- _INSTRUCTION A_: Extract the lines of the records, beginning with the line that contains "of the siding" and continuing up to and including the final line of the records, and reproduce them verbatim.

- _PASSAGE TO READ_:
Table of contents

This documentation is intended for internal use by the GDS community.

Metrics and Alerting

The Reliability Engineering team is running a beta service for GDS using Prometheus for operational metrics and alerting.

Contact us on the #re-prometheus-support Slack channel to find out more.

Expose app level metrics using client libraries

Reliability Engineering provide client libraries which wrap Prometheus’s own libraries to:

  • provide an easy metrics choice for GDS teams
  • supply consistent metrics and naming across different runtimes
  • solve problems like, how to get metrics from all worker processes not just one
  • guard the /metrics API behind HTTP basic auth for GOV.UK PaaS apps
  • ease configuration by using framework-specific things such as Railties or Dropwizard bundles

You can setup GDS metrics for your GOV.UK PaaS app using the Ruby, Python and Java Dropwizard guides on GitHub to instrument:

Expose container level metrics using paas-prometheus-exporter

Cloud Foundry provides time-series data (metrics), for your PaaS apps.

Currently supported metrics are:

  • CPU
  • RAM
  • disk usage data
  • app crashes
  • app requests
  • app response times

Set up the metrics exporter app

Before you setting up the metrics exporter app, you’ll need a live Cloud Foundry account assigned to the spaces you want to receive metrics on.

Your new account should be separate to your primary Cloud Foundry account and use the SpaceAuditor role beause it can view app data without modifying it.

To set up the metrics exporter app:

  1. Clone the paas-prometheus-exporter GitHub repository.
  2. Push the metrics exporter app to Cloud Foundry (without starting the app) by running
    • cf push -f manifest.yml --no-start <app-name>
  3. Set the following mandatory environment variables in the metrics exporter app using

    • cf set-env <app-name> NAME VALUE

    Use the cf set-env command for these mandatory variables, this will keep secure the secret information contained in them.

    Name Value
    API_ENDPOINT Use https://api.cloud.service.gov.uk
    USERNAME Cloud Foundry user
    PASSWORD Cloud Foundry password

    You could also set environment variables by amending the manifest file for optional environment variables that do not contain secret information. Read [paas-metric-exporter][] GitHub repository for more information.

  4. Run cf start <app-name> to start your app

  5. Check you’re generating Prometheus metrics at the metrics endpoint

    • https://<app-name>.cloudapps.digital/metrics
  6. Bind your app to the Prometheus service

    • cf bind-service <app-name> <service-instance-name>

IP whitelist your app

IP whitelist is a security feature often used for limiting and controlling access to an app to trusted users. It works by only allowing traffic through from a list of trusted IP addresses or IP ranges.

By using the re-ip-whitelist-service you will only allow traffic from GDS Prometheis and GDS Office IPs.

  1. Register the IP whitelist route service as a user-provided service in your PaaS space.

    cf create-user-provided-service re-ip-whitelist-service -r https://re-ip-whitelist-service.cloudapps.digital

  2. Register the route service for routes you want to protect.

    cf bind-route-service cloudapps.digital re-ip-whitelist-service --hostname <your paas app route>

    For example, app-to-protect.cloudapps.digital would be:

    cf bind-route-service cloudapps.digital re-ip-whitelist-service --hostname app-to-protect

Troubleshooting

If you’re not receiving metrics, check the logs for the metrics exporter app or contact us at #re-prometheus-support Slack channel.

- _DATA EXTRACT_:
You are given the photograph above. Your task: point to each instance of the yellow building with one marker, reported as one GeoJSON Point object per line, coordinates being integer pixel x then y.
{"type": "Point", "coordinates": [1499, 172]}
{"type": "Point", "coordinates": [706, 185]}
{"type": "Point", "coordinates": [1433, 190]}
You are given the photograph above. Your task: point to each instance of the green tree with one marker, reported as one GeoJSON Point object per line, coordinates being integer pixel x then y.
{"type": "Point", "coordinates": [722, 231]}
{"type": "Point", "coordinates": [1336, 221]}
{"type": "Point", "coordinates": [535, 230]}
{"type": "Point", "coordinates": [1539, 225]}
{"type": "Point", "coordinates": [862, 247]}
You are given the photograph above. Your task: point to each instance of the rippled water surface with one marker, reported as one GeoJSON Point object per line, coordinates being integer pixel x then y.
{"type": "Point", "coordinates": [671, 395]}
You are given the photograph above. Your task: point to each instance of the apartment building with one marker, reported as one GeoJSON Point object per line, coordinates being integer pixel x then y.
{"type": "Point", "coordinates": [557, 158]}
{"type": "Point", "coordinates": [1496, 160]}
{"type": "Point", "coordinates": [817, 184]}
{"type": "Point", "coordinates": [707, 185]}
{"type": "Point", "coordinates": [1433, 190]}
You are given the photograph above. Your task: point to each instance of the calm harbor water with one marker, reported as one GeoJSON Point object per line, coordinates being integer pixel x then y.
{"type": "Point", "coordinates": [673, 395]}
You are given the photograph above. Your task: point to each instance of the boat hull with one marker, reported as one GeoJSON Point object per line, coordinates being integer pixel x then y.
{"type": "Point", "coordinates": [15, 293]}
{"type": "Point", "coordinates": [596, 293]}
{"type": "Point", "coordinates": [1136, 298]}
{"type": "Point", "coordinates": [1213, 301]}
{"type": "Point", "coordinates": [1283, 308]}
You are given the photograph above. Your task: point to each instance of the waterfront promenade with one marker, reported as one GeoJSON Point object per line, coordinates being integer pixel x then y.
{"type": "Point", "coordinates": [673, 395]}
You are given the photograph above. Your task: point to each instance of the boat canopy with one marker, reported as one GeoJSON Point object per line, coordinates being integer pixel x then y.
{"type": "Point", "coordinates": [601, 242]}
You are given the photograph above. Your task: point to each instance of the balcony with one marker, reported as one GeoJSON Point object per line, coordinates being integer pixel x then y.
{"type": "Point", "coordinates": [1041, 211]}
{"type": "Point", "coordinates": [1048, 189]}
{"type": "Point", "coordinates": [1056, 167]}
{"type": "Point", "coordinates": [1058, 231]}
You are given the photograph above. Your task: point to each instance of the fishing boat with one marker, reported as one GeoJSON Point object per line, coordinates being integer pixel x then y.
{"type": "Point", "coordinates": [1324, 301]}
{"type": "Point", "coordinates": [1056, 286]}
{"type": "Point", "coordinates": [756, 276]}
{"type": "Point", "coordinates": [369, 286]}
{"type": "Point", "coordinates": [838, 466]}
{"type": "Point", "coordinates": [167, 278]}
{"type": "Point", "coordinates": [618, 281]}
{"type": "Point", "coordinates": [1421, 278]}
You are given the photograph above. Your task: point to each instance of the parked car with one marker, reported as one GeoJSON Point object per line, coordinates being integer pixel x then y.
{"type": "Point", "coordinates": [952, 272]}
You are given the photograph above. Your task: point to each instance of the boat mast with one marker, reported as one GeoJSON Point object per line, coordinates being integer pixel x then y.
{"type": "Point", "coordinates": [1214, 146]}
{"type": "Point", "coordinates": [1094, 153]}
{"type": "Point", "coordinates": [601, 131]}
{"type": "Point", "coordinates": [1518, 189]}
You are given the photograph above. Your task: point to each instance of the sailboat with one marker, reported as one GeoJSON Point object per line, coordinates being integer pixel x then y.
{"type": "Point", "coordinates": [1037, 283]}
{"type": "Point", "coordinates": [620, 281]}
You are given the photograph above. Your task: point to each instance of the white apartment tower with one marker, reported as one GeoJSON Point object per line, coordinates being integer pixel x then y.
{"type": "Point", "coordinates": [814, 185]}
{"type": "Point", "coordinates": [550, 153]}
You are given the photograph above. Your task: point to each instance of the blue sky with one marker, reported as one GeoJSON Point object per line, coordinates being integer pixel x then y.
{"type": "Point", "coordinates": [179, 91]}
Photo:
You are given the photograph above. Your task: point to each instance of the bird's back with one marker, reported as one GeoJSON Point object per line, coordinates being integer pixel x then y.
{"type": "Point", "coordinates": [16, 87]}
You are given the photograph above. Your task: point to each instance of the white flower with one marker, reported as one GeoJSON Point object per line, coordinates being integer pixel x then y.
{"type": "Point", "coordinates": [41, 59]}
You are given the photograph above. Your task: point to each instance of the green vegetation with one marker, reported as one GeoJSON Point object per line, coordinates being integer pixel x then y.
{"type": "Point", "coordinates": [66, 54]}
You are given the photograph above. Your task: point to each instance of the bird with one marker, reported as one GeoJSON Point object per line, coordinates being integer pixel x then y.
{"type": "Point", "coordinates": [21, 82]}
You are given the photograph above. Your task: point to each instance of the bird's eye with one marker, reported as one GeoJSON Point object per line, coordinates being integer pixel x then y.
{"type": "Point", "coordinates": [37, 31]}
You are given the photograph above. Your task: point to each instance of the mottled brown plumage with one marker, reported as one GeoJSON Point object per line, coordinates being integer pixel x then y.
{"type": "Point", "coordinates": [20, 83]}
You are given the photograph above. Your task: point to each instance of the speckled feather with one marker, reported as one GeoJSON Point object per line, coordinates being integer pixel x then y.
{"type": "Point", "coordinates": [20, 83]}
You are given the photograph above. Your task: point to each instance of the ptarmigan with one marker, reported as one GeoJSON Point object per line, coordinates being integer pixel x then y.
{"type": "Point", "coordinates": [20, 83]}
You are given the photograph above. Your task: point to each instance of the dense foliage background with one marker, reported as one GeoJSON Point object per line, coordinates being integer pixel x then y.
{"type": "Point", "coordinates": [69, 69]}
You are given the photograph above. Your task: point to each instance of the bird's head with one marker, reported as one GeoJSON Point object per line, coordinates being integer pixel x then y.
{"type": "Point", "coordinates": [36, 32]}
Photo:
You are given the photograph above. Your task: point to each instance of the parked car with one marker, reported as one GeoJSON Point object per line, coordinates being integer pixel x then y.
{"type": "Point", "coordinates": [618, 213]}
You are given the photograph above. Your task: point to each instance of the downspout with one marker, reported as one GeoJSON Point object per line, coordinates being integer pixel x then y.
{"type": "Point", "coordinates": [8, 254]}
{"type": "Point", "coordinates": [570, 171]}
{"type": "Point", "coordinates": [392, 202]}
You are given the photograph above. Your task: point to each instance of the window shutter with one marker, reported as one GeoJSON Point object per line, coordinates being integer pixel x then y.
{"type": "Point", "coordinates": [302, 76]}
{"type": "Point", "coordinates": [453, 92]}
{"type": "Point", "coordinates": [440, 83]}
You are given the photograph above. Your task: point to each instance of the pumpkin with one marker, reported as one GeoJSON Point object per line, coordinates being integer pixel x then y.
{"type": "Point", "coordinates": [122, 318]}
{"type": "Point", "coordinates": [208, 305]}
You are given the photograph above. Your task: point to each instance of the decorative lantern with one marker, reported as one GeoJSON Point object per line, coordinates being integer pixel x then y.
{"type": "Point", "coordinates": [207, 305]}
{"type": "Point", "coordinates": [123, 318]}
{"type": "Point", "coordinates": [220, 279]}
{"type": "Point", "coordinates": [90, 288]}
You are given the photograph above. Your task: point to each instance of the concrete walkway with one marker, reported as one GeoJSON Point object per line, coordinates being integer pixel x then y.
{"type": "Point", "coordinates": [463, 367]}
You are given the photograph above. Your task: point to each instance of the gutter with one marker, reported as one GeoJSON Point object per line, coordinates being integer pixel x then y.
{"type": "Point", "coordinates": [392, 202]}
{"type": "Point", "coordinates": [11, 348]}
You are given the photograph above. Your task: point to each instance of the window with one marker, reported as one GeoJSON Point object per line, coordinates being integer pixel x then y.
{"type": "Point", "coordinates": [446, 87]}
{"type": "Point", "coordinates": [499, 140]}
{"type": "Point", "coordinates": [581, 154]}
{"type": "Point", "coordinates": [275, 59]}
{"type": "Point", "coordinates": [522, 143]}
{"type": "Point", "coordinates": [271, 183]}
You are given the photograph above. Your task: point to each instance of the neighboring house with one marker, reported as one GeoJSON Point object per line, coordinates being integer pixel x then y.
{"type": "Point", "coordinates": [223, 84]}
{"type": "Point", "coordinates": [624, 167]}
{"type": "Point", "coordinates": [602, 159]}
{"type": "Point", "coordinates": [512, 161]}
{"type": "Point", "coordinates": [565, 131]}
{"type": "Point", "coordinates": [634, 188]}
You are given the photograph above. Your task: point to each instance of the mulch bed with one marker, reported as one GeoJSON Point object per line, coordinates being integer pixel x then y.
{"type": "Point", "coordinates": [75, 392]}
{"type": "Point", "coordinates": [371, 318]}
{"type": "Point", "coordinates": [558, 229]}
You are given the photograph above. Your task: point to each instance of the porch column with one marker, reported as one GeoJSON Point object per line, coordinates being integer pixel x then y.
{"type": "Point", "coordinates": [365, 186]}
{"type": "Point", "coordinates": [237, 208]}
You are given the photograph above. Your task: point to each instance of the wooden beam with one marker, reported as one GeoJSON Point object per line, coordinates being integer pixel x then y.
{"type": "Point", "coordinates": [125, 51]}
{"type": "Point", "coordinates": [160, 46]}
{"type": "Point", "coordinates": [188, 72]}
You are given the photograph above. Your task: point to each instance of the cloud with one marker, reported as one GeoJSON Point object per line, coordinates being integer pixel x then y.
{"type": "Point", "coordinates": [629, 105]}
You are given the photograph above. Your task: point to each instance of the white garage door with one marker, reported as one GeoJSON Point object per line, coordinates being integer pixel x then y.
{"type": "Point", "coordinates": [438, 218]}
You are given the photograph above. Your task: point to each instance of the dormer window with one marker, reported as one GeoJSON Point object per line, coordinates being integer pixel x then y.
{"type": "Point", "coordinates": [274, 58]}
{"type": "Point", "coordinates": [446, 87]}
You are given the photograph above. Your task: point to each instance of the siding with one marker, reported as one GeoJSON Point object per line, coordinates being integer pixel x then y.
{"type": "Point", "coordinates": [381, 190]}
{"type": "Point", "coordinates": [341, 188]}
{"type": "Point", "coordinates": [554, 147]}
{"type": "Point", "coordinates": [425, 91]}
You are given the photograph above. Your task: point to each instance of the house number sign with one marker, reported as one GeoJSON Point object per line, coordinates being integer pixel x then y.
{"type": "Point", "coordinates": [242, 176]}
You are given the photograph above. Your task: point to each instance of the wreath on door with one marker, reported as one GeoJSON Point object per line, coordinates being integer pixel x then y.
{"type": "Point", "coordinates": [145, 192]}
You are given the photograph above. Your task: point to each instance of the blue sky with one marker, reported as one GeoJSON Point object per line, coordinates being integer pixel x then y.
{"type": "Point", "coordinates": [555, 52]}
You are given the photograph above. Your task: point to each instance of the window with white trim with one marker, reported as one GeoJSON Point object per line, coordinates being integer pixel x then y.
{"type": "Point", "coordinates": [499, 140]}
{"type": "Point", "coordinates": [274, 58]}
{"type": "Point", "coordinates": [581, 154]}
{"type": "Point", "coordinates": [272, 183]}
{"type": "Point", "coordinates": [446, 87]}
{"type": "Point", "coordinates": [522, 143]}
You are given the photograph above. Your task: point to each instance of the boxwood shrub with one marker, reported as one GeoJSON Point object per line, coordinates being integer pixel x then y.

- _INSTRUCTION B_: Copy the passage of the metrics and alerting guide from "This documentation is" up to and including "find out more.", without altering any character.

- _OUTPUT A_:
You are given the photograph above. Your task: point to each instance of the siding with one marker, reported as one GeoJSON Point object per line, coordinates being integer pixel x then y.
{"type": "Point", "coordinates": [381, 190]}
{"type": "Point", "coordinates": [341, 188]}
{"type": "Point", "coordinates": [554, 147]}
{"type": "Point", "coordinates": [425, 91]}
You are given the photograph above. Your task: point to each instance of the house number sign with one marker, reported as one GeoJSON Point object per line, coordinates being integer pixel x then y.
{"type": "Point", "coordinates": [242, 176]}
You are given the photograph above. Your task: point to each instance of the wreath on door with one marker, reported as one GeoJSON Point object per line, coordinates being integer pixel x then y.
{"type": "Point", "coordinates": [145, 192]}
You are given the photograph above. Your task: point to each instance of the blue sky with one marker, reported as one GeoJSON Point object per line, coordinates being integer pixel x then y.
{"type": "Point", "coordinates": [555, 52]}
You are given the photograph above. Your task: point to each instance of the window with white trim with one marker, reported as one GeoJSON Point object per line, coordinates being integer pixel x then y.
{"type": "Point", "coordinates": [499, 140]}
{"type": "Point", "coordinates": [274, 58]}
{"type": "Point", "coordinates": [581, 154]}
{"type": "Point", "coordinates": [272, 183]}
{"type": "Point", "coordinates": [446, 87]}
{"type": "Point", "coordinates": [522, 143]}
You are given the photograph above. Your task: point to each instance of the boxwood shrub with one marker, reported as one GeoJSON Point object per line, coordinates being integer pixel x then y.

- _OUTPUT B_:
This documentation is intended for internal use by the GDS community.

Metrics and Alerting

The Reliability Engineering team is running a beta service for GDS using Prometheus for operational metrics and alerting.

Contact us on the #re-prometheus-support Slack channel to find out more.